**Excerpted passage**.
It’s only Alfonso Cuaron’s eighth feature film, but the Oscar-winning director of “Gravity” says he wanted to make “Roma” for years.
“Roma” is already being hailed a masterpiece and a major awards player. Also, it is the only film this season to land at all three major film festivals (Telluride, Venice and Toronto). I was skeptical of a black-and-white movie with subtitles that garnered such overwhelming praise. In fact, “Roma” does live up to all the hype and will have a somewhat indescribable effect on the viewer. “Roma” (Amor, the Spanish word for “love,” spelled backwards) is the most personal film in Curaon’s filmography and is semi-autobiographical, though not told from his point of view.
Simply put, “Roma” is the most humbling cinematic experience of the year, and repeat viewings will offer context and artistic treasures for years to come.
Wash away the dog poo on the carport each morning, then help the four children get dressed, fed and off to school; only then does Cleo’s day of washing, cleaning and laundry begin. Not a family member by name, but Cleo (Yalitza Aparicio) and Adela (Nancy Garcia García) keep Dr. Antonio (Fernando Grediaga) and Señora Sofia’s (Maria de Tavira) household functioning.
“One for the tamales, two for the tacos,” the young women say, doing their evening exercises before bed. Outside of their household duties, both have their own lives. Cleo is dating Fermín (Jorge Antonio Guerrero), a cousin of Adela’s boyfriend. The children of the house adore Cleo, even more than their mother, who is dealing with her own personal issues. Cleo’s personal life takes an unexpected turn that will dramatically change her upcoming year.

**Task to carry out**.
Could you copy out the Roma review, everything from "It’s only Alfonso" down to "years to come.", replacing "masterpiece" with "triumph"? You won't need the records for this.

**Material shown**.
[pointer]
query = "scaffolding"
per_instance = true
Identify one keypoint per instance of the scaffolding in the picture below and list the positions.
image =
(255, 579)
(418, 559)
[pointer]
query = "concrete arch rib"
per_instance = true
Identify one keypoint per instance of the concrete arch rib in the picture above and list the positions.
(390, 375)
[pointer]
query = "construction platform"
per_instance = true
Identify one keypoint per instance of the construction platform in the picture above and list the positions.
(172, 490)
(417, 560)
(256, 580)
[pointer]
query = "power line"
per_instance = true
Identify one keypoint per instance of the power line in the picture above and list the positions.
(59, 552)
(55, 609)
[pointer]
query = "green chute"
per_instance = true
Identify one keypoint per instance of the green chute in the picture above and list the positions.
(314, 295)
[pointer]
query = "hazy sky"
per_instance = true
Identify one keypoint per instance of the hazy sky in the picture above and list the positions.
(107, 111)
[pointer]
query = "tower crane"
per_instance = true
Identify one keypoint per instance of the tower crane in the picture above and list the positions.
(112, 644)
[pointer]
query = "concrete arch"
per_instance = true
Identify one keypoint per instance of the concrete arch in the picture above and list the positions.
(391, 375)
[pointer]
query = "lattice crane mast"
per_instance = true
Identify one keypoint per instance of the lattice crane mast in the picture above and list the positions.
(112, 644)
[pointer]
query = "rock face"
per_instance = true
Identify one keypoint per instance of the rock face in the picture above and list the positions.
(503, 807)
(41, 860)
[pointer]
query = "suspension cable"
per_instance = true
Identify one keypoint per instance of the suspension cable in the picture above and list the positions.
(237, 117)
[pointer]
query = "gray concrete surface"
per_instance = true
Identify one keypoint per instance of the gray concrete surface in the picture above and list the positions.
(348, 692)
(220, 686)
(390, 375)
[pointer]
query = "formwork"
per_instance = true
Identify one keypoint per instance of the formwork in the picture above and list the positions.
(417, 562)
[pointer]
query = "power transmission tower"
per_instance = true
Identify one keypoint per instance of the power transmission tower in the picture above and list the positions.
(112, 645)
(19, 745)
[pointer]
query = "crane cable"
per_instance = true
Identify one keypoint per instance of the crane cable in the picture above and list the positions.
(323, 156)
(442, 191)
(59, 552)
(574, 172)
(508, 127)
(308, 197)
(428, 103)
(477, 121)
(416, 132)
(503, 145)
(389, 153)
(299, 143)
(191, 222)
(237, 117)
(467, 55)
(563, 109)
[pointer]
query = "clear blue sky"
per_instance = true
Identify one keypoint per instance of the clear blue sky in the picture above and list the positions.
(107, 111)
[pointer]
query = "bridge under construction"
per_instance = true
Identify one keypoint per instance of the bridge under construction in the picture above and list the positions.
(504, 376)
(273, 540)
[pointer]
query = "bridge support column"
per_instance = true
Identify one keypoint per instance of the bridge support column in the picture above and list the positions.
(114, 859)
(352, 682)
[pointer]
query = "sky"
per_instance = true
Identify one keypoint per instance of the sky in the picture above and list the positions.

**Task solution**.
It’s only Alfonso Cuaron’s eighth feature film, but the Oscar-winning director of “Gravity” says he wanted to make “Roma” for years.
“Roma” is already being hailed a triumph and a major awards player. Also, it is the only film this season to land at all three major film festivals (Telluride, Venice and Toronto). I was skeptical of a black-and-white movie with subtitles that garnered such overwhelming praise. In fact, “Roma” does live up to all the hype and will have a somewhat indescribable effect on the viewer. “Roma” (Amor, the Spanish word for “love,” spelled backwards) is the most personal film in Curaon’s filmography and is semi-autobiographical, though not told from his point of view.
Simply put, “Roma” is the most humbling cinematic experience of the year, and repeat viewings will offer context and artistic treasures for years to come.